**Extracted information:**
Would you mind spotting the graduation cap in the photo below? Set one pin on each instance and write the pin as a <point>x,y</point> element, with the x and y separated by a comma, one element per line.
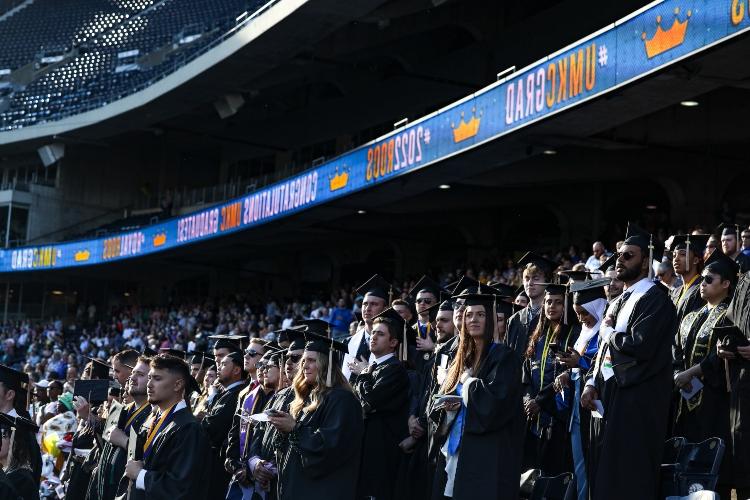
<point>465,285</point>
<point>393,318</point>
<point>725,229</point>
<point>319,326</point>
<point>426,284</point>
<point>641,238</point>
<point>723,265</point>
<point>543,263</point>
<point>695,243</point>
<point>296,339</point>
<point>502,288</point>
<point>326,346</point>
<point>99,369</point>
<point>378,287</point>
<point>177,353</point>
<point>575,275</point>
<point>609,263</point>
<point>231,342</point>
<point>588,291</point>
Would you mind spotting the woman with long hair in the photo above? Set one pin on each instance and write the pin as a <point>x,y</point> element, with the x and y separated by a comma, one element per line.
<point>480,411</point>
<point>323,428</point>
<point>546,445</point>
<point>17,456</point>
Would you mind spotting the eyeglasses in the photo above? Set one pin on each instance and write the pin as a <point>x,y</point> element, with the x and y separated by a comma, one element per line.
<point>626,256</point>
<point>708,279</point>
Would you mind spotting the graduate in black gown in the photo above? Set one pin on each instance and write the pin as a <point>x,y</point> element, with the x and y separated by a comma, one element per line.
<point>484,422</point>
<point>175,453</point>
<point>268,444</point>
<point>383,391</point>
<point>536,270</point>
<point>17,461</point>
<point>547,441</point>
<point>706,413</point>
<point>632,377</point>
<point>734,349</point>
<point>324,429</point>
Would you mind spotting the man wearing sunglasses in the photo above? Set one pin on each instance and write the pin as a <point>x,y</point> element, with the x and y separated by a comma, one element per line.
<point>631,381</point>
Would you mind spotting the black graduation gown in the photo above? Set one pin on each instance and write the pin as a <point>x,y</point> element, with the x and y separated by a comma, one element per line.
<point>706,415</point>
<point>217,423</point>
<point>177,467</point>
<point>384,394</point>
<point>519,329</point>
<point>106,477</point>
<point>636,402</point>
<point>322,460</point>
<point>24,484</point>
<point>489,460</point>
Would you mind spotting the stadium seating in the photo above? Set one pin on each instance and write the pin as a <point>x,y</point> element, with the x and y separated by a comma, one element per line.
<point>98,51</point>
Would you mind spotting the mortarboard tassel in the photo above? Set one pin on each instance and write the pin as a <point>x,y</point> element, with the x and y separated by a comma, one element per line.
<point>651,257</point>
<point>329,376</point>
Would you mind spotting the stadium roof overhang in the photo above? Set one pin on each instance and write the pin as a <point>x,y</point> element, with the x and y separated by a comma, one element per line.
<point>476,172</point>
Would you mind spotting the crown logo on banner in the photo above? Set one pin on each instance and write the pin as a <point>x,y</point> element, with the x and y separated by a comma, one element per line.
<point>82,255</point>
<point>664,40</point>
<point>339,179</point>
<point>466,130</point>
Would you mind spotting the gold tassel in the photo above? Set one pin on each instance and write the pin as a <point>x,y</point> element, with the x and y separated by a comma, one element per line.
<point>651,258</point>
<point>329,377</point>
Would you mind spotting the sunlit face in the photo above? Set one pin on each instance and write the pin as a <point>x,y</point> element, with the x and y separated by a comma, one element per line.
<point>444,325</point>
<point>475,319</point>
<point>371,307</point>
<point>583,316</point>
<point>712,286</point>
<point>532,284</point>
<point>121,372</point>
<point>163,385</point>
<point>554,306</point>
<point>381,342</point>
<point>310,366</point>
<point>425,300</point>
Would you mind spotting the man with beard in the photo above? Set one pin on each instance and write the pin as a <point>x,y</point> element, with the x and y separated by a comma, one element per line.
<point>631,382</point>
<point>416,476</point>
<point>241,433</point>
<point>176,451</point>
<point>378,294</point>
<point>218,419</point>
<point>268,443</point>
<point>536,271</point>
<point>111,465</point>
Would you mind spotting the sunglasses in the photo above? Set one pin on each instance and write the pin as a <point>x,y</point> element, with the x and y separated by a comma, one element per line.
<point>626,256</point>
<point>708,279</point>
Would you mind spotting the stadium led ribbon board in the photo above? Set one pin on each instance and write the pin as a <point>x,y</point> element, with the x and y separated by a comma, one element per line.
<point>646,41</point>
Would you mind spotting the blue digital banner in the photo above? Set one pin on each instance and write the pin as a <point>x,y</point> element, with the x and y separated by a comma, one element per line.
<point>648,40</point>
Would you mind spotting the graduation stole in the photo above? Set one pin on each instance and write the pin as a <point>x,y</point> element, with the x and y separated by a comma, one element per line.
<point>158,426</point>
<point>132,415</point>
<point>701,346</point>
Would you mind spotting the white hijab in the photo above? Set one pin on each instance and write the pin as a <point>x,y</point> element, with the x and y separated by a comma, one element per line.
<point>596,309</point>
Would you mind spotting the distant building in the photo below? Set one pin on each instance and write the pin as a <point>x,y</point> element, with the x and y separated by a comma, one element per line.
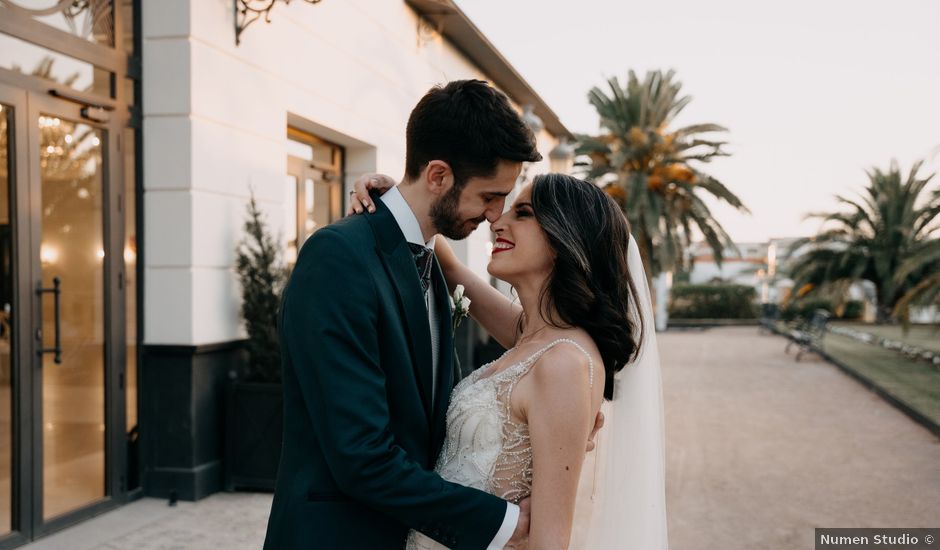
<point>761,265</point>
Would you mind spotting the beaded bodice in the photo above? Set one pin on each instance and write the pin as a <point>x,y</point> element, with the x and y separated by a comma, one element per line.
<point>486,447</point>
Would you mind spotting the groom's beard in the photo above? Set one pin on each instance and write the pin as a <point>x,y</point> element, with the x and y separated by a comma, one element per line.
<point>445,218</point>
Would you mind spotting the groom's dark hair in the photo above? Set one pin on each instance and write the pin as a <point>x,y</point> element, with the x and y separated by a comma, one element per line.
<point>469,125</point>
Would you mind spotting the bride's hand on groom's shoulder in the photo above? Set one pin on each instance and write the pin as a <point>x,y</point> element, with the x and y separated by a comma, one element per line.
<point>359,199</point>
<point>520,537</point>
<point>598,424</point>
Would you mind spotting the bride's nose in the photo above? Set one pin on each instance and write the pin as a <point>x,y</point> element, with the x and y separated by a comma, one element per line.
<point>498,225</point>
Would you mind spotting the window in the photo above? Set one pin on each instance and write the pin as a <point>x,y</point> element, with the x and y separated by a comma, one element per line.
<point>314,187</point>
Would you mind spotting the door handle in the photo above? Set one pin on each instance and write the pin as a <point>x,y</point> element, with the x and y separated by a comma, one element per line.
<point>56,291</point>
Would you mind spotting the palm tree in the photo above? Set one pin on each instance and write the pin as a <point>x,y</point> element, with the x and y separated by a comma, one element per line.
<point>925,259</point>
<point>652,170</point>
<point>888,227</point>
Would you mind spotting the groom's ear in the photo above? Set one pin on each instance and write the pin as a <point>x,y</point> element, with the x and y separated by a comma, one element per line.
<point>438,177</point>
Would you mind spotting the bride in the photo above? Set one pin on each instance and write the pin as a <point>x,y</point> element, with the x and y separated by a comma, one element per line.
<point>580,337</point>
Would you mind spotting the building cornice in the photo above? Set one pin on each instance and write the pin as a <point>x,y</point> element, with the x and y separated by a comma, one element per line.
<point>457,28</point>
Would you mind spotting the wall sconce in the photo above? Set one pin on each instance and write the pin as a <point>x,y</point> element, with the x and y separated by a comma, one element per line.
<point>247,13</point>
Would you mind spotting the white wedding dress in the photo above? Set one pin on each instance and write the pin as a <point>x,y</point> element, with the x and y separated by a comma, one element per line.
<point>621,502</point>
<point>486,447</point>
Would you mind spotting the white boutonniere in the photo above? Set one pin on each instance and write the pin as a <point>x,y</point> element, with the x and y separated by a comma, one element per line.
<point>460,305</point>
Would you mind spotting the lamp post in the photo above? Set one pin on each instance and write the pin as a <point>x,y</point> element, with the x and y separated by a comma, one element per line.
<point>561,157</point>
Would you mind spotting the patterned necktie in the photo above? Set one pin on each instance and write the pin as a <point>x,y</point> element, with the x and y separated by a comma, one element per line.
<point>423,260</point>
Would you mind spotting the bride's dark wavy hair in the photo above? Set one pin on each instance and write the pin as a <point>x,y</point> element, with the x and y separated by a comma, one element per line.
<point>590,285</point>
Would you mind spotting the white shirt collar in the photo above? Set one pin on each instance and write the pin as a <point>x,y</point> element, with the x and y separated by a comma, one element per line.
<point>405,217</point>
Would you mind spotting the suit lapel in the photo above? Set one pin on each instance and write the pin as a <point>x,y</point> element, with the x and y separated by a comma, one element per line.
<point>400,267</point>
<point>445,365</point>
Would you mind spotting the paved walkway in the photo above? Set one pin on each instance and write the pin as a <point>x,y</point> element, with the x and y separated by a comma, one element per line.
<point>760,450</point>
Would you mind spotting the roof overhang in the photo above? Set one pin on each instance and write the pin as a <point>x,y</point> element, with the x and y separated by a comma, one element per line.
<point>457,28</point>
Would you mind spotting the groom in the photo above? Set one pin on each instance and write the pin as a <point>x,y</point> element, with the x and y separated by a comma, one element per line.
<point>368,351</point>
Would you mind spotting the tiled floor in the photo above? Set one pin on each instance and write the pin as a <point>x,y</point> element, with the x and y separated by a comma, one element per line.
<point>759,450</point>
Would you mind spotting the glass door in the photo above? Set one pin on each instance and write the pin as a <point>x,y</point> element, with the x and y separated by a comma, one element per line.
<point>6,320</point>
<point>62,346</point>
<point>71,304</point>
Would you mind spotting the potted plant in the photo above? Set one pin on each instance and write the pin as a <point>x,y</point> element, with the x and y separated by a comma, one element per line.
<point>254,401</point>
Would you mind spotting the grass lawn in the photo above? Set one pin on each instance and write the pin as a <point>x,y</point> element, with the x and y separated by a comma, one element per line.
<point>915,383</point>
<point>922,336</point>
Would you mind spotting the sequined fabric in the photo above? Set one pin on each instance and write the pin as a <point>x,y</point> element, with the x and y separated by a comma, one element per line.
<point>486,447</point>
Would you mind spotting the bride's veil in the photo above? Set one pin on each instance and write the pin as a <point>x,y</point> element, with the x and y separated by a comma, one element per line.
<point>622,493</point>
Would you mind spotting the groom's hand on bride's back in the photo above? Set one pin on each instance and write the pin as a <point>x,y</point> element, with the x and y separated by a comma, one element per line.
<point>520,537</point>
<point>598,424</point>
<point>359,199</point>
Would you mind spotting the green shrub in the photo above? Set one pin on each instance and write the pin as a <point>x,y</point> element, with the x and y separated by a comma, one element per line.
<point>853,309</point>
<point>715,301</point>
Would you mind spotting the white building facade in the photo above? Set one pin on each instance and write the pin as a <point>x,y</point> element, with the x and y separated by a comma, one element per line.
<point>178,125</point>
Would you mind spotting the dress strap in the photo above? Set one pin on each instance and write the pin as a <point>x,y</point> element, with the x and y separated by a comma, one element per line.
<point>535,356</point>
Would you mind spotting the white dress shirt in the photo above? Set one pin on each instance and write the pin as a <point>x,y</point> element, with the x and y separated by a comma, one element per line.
<point>408,223</point>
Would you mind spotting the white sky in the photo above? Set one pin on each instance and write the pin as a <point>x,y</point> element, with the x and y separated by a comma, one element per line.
<point>813,92</point>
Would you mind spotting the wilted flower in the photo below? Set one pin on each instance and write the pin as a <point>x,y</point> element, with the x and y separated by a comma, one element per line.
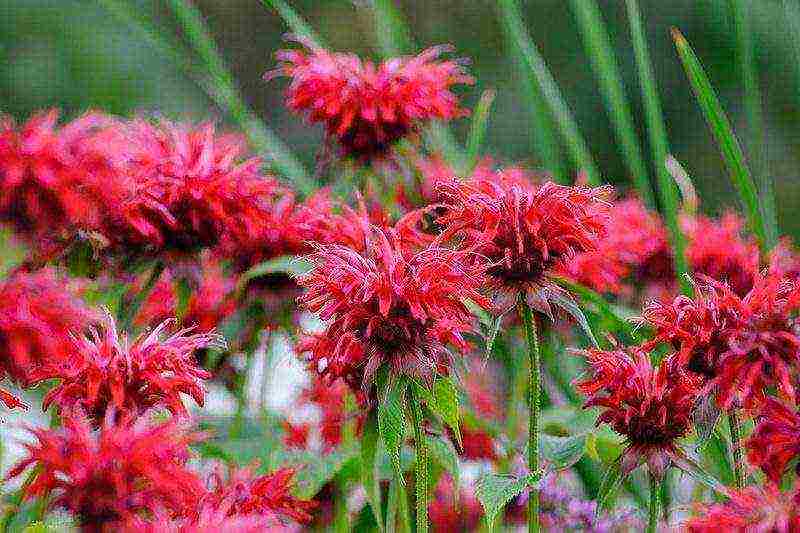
<point>109,373</point>
<point>368,107</point>
<point>776,438</point>
<point>650,406</point>
<point>104,477</point>
<point>763,508</point>
<point>389,304</point>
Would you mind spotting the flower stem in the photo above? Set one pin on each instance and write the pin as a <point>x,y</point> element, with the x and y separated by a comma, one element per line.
<point>655,490</point>
<point>736,448</point>
<point>534,386</point>
<point>421,469</point>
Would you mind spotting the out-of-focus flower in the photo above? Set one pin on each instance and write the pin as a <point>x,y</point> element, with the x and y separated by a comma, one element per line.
<point>368,107</point>
<point>389,304</point>
<point>743,345</point>
<point>37,315</point>
<point>650,406</point>
<point>776,438</point>
<point>108,373</point>
<point>752,509</point>
<point>524,232</point>
<point>105,477</point>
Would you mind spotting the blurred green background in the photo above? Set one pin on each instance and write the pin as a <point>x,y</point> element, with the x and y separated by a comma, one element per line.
<point>74,55</point>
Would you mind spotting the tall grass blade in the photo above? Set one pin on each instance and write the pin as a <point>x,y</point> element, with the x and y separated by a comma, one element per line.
<point>742,12</point>
<point>668,191</point>
<point>576,145</point>
<point>598,45</point>
<point>732,152</point>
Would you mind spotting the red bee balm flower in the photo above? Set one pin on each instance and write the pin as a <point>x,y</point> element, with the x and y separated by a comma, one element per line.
<point>752,509</point>
<point>152,371</point>
<point>743,345</point>
<point>368,107</point>
<point>650,406</point>
<point>523,231</point>
<point>776,439</point>
<point>389,304</point>
<point>37,316</point>
<point>106,476</point>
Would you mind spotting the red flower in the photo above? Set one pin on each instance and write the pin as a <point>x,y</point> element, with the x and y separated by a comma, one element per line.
<point>776,439</point>
<point>749,510</point>
<point>525,232</point>
<point>37,315</point>
<point>109,374</point>
<point>368,107</point>
<point>743,345</point>
<point>650,406</point>
<point>388,304</point>
<point>104,477</point>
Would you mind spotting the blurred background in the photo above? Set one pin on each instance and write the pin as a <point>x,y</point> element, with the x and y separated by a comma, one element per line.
<point>75,55</point>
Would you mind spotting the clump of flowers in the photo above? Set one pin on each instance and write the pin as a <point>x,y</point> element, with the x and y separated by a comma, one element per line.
<point>110,374</point>
<point>127,468</point>
<point>389,305</point>
<point>368,107</point>
<point>650,406</point>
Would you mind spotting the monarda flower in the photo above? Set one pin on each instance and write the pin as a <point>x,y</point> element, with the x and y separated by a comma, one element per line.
<point>108,476</point>
<point>752,509</point>
<point>650,406</point>
<point>741,345</point>
<point>776,439</point>
<point>525,232</point>
<point>38,313</point>
<point>368,107</point>
<point>111,374</point>
<point>389,305</point>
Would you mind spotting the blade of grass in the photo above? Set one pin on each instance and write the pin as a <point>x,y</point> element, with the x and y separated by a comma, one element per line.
<point>598,45</point>
<point>480,120</point>
<point>752,103</point>
<point>223,91</point>
<point>732,152</point>
<point>576,145</point>
<point>668,191</point>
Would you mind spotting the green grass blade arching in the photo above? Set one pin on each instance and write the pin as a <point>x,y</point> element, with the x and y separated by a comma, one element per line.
<point>598,45</point>
<point>579,151</point>
<point>732,152</point>
<point>668,190</point>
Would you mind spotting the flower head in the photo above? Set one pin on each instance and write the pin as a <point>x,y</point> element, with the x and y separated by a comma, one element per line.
<point>651,406</point>
<point>776,439</point>
<point>388,304</point>
<point>104,477</point>
<point>742,345</point>
<point>109,373</point>
<point>368,107</point>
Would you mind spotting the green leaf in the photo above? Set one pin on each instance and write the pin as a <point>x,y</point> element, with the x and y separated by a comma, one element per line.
<point>732,152</point>
<point>477,132</point>
<point>392,422</point>
<point>562,452</point>
<point>495,491</point>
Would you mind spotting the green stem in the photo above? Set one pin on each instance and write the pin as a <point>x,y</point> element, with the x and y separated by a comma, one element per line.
<point>652,522</point>
<point>129,312</point>
<point>534,386</point>
<point>421,468</point>
<point>736,448</point>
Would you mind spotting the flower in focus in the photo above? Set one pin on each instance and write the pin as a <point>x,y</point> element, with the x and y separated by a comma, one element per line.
<point>776,439</point>
<point>110,374</point>
<point>743,345</point>
<point>388,304</point>
<point>368,107</point>
<point>105,477</point>
<point>763,508</point>
<point>650,406</point>
<point>523,231</point>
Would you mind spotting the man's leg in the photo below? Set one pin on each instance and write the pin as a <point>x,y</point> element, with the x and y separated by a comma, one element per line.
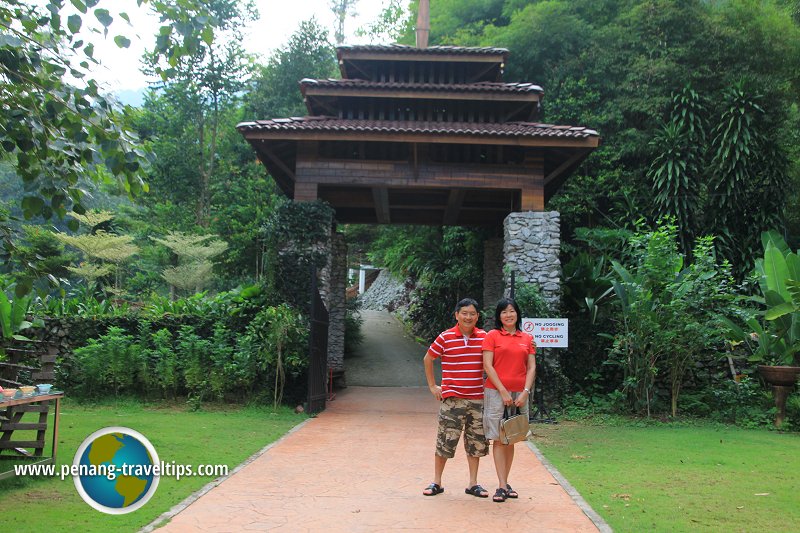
<point>446,440</point>
<point>475,444</point>
<point>473,463</point>
<point>438,468</point>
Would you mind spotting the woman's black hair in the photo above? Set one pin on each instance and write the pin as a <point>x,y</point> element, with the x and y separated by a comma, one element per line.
<point>501,305</point>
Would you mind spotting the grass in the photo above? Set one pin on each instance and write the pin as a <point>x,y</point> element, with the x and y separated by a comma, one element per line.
<point>690,477</point>
<point>214,435</point>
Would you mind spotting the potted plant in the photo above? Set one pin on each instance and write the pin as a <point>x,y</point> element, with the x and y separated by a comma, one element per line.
<point>774,334</point>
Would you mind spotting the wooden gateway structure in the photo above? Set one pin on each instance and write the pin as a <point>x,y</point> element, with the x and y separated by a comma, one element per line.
<point>420,136</point>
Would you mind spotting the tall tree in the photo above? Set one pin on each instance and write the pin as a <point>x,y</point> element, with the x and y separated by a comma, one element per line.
<point>204,82</point>
<point>274,91</point>
<point>341,10</point>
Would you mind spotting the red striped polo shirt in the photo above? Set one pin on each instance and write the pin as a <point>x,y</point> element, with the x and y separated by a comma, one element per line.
<point>462,362</point>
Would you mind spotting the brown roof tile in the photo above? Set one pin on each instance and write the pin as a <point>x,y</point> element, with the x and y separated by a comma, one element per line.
<point>508,129</point>
<point>431,50</point>
<point>487,87</point>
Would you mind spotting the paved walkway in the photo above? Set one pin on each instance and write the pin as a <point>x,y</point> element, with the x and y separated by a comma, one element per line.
<point>361,465</point>
<point>388,356</point>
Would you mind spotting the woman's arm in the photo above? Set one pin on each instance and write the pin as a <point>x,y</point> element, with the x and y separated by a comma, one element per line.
<point>529,377</point>
<point>491,373</point>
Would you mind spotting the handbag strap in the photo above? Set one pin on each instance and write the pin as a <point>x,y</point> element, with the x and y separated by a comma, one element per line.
<point>510,410</point>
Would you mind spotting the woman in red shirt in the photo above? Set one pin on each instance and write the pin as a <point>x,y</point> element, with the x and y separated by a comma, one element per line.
<point>509,361</point>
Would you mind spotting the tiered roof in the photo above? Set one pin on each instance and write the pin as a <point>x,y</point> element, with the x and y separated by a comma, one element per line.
<point>442,105</point>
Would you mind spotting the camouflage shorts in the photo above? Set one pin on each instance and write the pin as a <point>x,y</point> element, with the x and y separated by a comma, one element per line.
<point>457,415</point>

**Task description:** Please format the stretch of the data above, from the line containing "Would you mind spotting the groom's ear" through the line containing "<point>580,337</point>", as a JSON list of strings with one string per line and no blank lines.

**Answer to this problem:**
[
  "Would you mind spotting the groom's ear in the photo above? Set one pin on each instance and write the pin as a <point>x,y</point> element, with the x and y separated by a comma, one element per line.",
  "<point>438,177</point>",
  "Would you mind spotting the bride in the photo above? Set one pin on each instance and write the pin as a <point>x,y</point> element, with the x and y separated by a comma, one element per line.",
  "<point>580,337</point>"
]